=== Begin Enclosure ===

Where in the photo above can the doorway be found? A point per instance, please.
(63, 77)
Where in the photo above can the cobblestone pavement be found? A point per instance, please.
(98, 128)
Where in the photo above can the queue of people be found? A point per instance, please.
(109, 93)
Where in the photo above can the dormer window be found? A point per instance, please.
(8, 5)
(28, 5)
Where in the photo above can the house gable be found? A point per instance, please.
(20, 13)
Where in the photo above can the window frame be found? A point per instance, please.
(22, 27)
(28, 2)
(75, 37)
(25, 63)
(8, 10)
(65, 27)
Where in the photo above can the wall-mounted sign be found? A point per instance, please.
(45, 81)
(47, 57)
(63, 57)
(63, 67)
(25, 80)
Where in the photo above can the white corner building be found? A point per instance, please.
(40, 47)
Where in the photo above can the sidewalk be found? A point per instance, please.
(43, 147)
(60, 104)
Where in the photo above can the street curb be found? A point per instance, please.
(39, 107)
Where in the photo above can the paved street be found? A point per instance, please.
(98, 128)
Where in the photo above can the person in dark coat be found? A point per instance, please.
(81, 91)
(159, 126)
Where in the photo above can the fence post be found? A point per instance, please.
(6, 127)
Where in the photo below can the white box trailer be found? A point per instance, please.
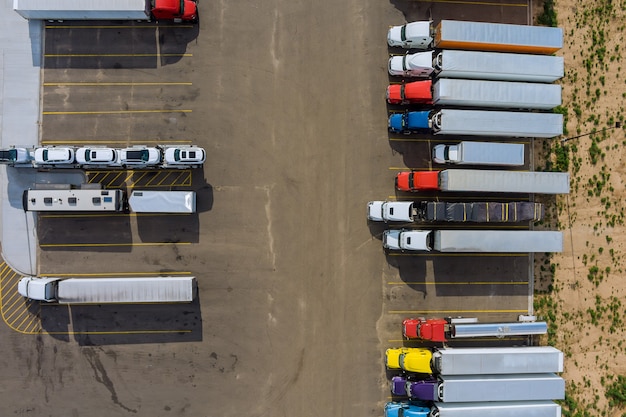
(109, 290)
(504, 181)
(83, 9)
(496, 123)
(498, 94)
(162, 201)
(498, 66)
(472, 388)
(493, 241)
(496, 409)
(497, 360)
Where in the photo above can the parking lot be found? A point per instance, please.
(297, 300)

=== End Enclosure ===

● **Task goal**: Make an exact copy of the data, leaving its pictures out.

● **Task answer**:
Where in the photo above can the doorway be found? A point per instance, please.
(63, 77)
Where in the photo above can the cobblestone pavement be found? A point per instance, please.
(98, 128)
Where in the photo above can the queue of people be found? A point per instance, please.
(109, 93)
Where in the photo above can the dormer window be found? A point per instance, please.
(8, 5)
(28, 5)
Where in the photo above can the house gable be found? A point per instance, please.
(20, 13)
Where in the photo above can the window frame be found? A point per instance, please.
(22, 27)
(28, 2)
(75, 37)
(25, 63)
(8, 10)
(65, 27)
Where in the photo above can the wall-mounted sign be found? A point per instance, please.
(45, 81)
(47, 57)
(63, 57)
(63, 67)
(25, 80)
Where in the photo above can the white corner building be found? A point per instance, please.
(40, 47)
Where in the photo above can the sidewalk be found? A point per instance, please.
(43, 147)
(60, 104)
Where in the photo above can the street curb be found? A point per instance, please.
(39, 107)
Where in the photo above can the paved street be found? A point per instance, please.
(98, 128)
Where in the photo above can the person in dark coat be found? A point per instance, please.
(81, 91)
(159, 126)
Where in the photo above can the fence post be found? A point per instance, please.
(6, 127)
Where in the photo below can the white box trailer be found? A point per instance, please.
(109, 290)
(504, 181)
(83, 9)
(496, 123)
(498, 94)
(162, 201)
(498, 66)
(472, 388)
(493, 241)
(496, 409)
(497, 360)
Where in the photo above can the parking lot be found? A point per instance, please.
(297, 300)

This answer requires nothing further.